前回の「はやぶさ」と今回の「はやぶさ2」の両ミッションには以下のような違いがありました。
「いずれも小惑星まで赴き、その砂やチリのサンプルを採取して、地球に持ち帰ってくるというミッションは同じです。ただ、はやぶさ2は、重さ2キロの銅の塊を秒速2キロの速度で小惑星表面に打ち込み、直径数メートルの人工クレーターを生成し、そこに着陸して物質を採取することにも挑みました。つまり、表面だけでなく地下にある物質まで持ち帰るのが大きな違いです。また、初代はやぶさのように大気圏に突入して燃え尽きることもなく現在も宇宙空間に存在しています。(もともと初代も突入させる予定はなかったが、故障のため仕方なく大気圏に突入させた)」
このように、「はやぶさ2」のミッションはその初代のそれと比べて格段にレベルの高いものですが、それらの予定を最後までほぼ確実にこなしてミッションを完遂しました。

▸ **データ項目**

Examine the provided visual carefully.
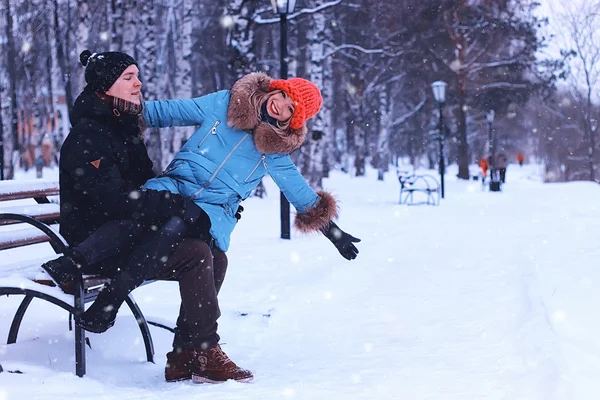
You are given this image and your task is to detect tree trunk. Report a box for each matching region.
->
[227,0,256,83]
[169,0,194,153]
[119,0,135,54]
[4,0,21,179]
[44,4,62,165]
[377,88,394,181]
[54,0,75,114]
[75,0,94,88]
[303,8,331,188]
[458,74,469,180]
[137,0,164,172]
[106,0,123,51]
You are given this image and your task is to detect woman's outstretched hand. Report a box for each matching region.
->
[321,221,360,260]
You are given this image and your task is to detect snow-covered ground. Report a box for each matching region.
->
[0,165,600,400]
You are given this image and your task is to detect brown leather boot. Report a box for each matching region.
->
[192,344,254,383]
[165,349,194,382]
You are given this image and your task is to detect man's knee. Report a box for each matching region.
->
[173,239,212,264]
[212,248,228,293]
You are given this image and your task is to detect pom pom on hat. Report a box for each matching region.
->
[269,78,323,129]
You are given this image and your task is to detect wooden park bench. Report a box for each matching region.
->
[0,181,158,376]
[396,169,440,206]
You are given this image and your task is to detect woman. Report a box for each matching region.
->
[144,73,360,260]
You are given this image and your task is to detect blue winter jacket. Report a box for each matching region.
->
[144,85,330,251]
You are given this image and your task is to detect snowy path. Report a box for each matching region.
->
[0,167,600,400]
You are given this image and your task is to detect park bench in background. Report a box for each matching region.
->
[0,181,154,376]
[396,169,440,206]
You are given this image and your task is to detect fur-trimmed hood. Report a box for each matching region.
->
[227,72,307,154]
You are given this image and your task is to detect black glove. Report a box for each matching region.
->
[235,204,244,221]
[321,221,360,260]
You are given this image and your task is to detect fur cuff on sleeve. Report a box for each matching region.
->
[294,190,338,233]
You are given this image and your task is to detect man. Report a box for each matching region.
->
[43,50,253,382]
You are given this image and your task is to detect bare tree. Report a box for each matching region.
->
[561,0,600,181]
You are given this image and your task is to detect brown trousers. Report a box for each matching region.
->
[157,239,227,350]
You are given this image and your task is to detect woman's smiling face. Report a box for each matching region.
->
[267,90,294,122]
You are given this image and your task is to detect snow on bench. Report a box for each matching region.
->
[0,224,58,250]
[0,203,60,225]
[0,179,59,201]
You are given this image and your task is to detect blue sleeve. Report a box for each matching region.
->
[267,155,319,213]
[144,90,227,128]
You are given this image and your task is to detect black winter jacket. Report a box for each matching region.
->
[59,88,183,245]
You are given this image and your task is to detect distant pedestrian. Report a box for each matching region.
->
[494,151,508,183]
[517,152,525,167]
[479,157,490,181]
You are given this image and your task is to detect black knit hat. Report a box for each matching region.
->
[79,50,138,93]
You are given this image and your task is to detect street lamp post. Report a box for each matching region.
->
[271,0,296,239]
[431,81,447,199]
[485,110,500,192]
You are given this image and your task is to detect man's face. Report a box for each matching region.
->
[106,64,142,104]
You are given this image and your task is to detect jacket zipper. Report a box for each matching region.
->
[157,164,182,178]
[198,120,221,147]
[244,154,266,183]
[192,133,250,198]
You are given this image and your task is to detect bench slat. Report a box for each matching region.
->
[0,203,60,226]
[0,225,58,250]
[0,180,60,201]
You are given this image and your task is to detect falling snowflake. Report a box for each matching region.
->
[21,40,31,53]
[219,15,233,29]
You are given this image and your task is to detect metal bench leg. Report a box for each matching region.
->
[74,275,86,377]
[6,295,33,344]
[125,294,154,363]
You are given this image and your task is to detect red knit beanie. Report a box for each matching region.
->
[269,78,323,129]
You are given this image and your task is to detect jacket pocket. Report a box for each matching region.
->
[244,154,265,183]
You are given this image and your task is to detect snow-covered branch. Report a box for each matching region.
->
[476,82,531,92]
[254,0,342,25]
[391,98,427,128]
[320,44,383,61]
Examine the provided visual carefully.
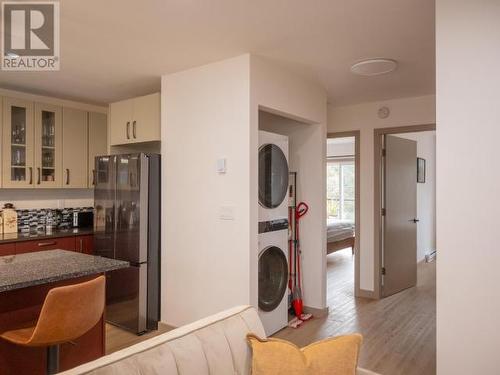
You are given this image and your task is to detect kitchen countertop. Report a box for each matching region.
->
[0,228,94,245]
[0,250,129,293]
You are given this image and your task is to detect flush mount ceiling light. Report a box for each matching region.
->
[351,58,398,76]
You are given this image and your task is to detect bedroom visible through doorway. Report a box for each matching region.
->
[326,132,359,305]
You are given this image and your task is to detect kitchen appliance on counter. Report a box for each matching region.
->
[94,153,160,334]
[73,210,94,228]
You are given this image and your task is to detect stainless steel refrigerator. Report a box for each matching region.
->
[94,153,160,334]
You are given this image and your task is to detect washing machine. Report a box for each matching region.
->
[258,131,289,335]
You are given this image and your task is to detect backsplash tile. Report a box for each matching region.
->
[16,207,94,233]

▸ **課題内容**
文書の抜粋では、「はやぶさ2」が小惑星の表面に打ち込んだ銅の塊について、重さと速度がそれぞれどう述べられていますか。 これらの項目は文書の抜粋とは関係がありません。

▸ **この課題の解答**
重さは2キロ、速度は秒速2キロです。